**RECORD EXCERPTS**
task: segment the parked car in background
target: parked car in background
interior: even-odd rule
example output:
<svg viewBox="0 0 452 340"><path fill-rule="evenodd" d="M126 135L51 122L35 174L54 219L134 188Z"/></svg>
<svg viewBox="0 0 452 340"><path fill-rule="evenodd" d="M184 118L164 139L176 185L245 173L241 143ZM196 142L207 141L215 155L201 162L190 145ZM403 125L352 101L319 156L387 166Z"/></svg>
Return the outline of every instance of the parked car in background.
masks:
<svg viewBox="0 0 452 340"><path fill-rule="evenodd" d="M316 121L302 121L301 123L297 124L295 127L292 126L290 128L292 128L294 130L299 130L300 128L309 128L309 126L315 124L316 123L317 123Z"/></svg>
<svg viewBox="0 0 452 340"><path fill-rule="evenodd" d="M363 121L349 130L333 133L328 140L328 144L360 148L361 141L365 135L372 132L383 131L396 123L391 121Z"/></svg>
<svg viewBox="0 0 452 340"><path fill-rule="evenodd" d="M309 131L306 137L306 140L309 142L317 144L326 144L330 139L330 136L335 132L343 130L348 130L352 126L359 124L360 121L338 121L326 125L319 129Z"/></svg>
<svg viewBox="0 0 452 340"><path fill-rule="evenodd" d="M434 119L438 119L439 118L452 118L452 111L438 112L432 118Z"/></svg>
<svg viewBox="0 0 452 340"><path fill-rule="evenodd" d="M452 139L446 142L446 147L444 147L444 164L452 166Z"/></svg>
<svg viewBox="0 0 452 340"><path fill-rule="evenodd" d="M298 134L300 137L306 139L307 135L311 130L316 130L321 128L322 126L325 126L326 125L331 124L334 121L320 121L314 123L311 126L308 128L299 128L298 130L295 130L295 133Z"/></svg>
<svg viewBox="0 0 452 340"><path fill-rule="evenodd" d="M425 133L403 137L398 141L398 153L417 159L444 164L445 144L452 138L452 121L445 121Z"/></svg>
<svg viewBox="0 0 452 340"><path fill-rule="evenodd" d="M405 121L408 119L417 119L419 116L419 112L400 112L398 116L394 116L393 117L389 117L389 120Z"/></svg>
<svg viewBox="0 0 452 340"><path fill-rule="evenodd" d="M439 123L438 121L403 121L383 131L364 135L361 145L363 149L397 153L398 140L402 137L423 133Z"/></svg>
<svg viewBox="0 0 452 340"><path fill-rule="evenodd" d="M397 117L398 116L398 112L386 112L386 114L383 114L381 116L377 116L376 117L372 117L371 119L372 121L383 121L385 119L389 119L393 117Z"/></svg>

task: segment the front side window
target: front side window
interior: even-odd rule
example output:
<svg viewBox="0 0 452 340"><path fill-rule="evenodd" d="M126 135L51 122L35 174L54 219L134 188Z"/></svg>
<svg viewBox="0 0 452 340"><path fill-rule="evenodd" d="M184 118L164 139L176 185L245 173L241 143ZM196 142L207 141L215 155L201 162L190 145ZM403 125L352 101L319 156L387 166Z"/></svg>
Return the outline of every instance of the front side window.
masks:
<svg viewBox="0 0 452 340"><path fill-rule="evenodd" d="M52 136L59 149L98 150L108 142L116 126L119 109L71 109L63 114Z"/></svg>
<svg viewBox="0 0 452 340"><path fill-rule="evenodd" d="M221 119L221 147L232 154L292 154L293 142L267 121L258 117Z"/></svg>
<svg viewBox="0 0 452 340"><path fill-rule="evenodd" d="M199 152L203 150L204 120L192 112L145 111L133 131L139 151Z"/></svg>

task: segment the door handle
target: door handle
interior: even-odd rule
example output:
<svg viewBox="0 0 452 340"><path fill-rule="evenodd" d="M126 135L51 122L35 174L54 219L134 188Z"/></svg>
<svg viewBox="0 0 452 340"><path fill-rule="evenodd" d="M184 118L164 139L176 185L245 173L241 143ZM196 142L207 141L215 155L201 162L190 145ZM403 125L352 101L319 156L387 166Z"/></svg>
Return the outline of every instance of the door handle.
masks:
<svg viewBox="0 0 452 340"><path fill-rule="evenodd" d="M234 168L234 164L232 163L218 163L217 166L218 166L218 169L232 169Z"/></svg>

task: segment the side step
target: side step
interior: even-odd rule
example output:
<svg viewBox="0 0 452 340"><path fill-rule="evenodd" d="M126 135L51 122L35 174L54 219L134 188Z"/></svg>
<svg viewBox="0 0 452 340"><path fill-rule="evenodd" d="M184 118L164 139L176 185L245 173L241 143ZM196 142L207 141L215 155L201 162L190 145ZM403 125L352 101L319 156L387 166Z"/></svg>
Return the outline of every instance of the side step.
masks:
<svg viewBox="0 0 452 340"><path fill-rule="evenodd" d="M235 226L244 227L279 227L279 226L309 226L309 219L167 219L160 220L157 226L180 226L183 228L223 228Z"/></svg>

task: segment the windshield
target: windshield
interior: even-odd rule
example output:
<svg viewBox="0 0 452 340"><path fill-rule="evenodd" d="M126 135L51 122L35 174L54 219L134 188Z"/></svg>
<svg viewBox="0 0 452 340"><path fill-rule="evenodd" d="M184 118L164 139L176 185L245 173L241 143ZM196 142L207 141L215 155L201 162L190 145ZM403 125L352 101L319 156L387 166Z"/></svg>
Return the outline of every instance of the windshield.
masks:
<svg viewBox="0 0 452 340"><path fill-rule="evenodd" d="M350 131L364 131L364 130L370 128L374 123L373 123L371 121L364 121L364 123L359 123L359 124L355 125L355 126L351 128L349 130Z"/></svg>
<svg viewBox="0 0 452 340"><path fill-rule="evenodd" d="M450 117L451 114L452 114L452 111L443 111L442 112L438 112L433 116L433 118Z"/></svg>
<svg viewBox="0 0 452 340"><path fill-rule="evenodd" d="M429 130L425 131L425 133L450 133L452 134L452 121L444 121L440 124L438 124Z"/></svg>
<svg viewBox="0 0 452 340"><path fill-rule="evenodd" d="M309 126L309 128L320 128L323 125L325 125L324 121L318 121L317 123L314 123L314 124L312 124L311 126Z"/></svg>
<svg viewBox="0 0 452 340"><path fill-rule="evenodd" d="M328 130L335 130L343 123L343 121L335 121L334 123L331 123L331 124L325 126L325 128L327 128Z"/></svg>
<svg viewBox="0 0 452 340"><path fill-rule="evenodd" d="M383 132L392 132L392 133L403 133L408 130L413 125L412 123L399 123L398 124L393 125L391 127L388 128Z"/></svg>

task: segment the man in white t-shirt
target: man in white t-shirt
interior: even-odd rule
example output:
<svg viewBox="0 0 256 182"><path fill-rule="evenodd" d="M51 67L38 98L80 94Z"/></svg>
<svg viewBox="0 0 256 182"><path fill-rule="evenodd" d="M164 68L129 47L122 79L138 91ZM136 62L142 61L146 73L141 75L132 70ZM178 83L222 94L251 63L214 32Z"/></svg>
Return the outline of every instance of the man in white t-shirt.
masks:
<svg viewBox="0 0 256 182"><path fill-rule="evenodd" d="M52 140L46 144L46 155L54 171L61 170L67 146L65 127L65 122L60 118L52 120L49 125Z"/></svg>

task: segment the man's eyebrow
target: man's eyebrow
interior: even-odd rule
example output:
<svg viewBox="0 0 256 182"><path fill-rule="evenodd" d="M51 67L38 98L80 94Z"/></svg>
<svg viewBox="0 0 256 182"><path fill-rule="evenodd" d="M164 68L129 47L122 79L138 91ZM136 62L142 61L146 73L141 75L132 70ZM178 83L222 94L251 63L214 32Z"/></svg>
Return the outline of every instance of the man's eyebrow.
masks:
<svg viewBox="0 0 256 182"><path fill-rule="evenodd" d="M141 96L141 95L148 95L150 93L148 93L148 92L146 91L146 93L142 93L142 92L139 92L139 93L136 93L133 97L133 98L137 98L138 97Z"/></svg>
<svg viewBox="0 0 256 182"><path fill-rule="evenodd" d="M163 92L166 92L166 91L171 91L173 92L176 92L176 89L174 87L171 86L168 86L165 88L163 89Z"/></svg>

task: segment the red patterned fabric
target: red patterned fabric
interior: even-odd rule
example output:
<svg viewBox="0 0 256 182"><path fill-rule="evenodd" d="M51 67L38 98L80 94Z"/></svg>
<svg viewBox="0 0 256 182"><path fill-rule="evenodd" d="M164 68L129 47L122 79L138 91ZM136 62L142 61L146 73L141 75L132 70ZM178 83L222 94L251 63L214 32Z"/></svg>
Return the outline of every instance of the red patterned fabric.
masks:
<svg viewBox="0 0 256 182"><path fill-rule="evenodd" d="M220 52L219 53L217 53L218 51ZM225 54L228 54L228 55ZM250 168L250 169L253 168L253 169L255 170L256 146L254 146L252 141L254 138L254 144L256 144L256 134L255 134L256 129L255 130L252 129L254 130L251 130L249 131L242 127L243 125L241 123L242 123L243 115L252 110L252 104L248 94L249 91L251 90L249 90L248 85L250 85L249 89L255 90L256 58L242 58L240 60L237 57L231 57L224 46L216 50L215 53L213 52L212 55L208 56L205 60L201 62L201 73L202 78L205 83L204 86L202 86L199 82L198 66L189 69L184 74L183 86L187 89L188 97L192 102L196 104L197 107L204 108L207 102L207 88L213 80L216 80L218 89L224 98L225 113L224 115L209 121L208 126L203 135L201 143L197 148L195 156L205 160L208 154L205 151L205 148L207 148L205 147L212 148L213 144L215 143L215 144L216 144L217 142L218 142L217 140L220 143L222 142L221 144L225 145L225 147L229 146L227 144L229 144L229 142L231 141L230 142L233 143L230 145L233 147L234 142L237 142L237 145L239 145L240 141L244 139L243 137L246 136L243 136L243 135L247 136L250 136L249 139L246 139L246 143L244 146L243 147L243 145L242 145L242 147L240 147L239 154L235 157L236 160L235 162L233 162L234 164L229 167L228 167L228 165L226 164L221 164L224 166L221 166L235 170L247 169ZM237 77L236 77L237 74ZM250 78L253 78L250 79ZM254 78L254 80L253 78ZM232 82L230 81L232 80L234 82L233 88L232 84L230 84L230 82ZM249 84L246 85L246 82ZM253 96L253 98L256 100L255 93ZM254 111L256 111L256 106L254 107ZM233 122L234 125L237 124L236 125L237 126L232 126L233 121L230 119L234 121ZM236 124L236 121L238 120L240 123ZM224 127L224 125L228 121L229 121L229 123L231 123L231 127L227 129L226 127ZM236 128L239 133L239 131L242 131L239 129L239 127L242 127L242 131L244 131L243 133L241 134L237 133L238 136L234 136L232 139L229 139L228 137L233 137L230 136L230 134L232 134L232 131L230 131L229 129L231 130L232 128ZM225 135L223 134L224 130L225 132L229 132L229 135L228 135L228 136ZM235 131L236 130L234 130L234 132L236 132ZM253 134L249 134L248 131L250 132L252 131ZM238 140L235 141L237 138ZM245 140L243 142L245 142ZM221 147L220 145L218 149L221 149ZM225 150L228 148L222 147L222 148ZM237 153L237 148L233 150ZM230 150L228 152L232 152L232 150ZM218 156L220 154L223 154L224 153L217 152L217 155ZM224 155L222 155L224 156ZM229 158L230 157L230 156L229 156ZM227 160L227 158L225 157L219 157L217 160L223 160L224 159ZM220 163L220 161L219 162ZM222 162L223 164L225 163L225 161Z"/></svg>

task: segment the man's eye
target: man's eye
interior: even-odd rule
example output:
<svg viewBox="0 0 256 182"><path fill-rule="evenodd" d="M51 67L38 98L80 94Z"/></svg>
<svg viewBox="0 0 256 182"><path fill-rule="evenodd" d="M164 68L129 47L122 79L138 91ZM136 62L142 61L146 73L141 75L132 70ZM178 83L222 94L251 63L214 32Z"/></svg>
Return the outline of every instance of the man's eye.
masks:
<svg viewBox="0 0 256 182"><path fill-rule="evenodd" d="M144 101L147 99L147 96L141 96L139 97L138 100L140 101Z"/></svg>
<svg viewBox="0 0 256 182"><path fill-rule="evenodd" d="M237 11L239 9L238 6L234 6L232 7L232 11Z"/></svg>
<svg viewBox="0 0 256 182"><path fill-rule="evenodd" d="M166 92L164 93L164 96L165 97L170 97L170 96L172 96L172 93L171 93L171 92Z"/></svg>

**WHAT IS BEING ASKED**
Reproduce the listing character for character, starting at its first line and ending after the line that contains "121L302 121L301 123L297".

**EXPECTED ANSWER**
task: segment the parked car in background
target: parked car in background
interior: even-odd rule
example output:
<svg viewBox="0 0 452 340"><path fill-rule="evenodd" d="M126 135L51 122L35 174L54 219L134 188Z"/></svg>
<svg viewBox="0 0 452 340"><path fill-rule="evenodd" d="M184 118L164 139L176 185L245 173L241 143ZM196 142L207 141L215 155L201 162L190 145ZM403 125L352 101L319 156L387 166Z"/></svg>
Return the outline of every instance of the parked car in background.
masks:
<svg viewBox="0 0 452 340"><path fill-rule="evenodd" d="M316 121L302 121L301 123L297 124L295 127L292 126L290 128L292 128L294 130L299 130L300 128L309 128L309 126L315 124L316 123L317 123Z"/></svg>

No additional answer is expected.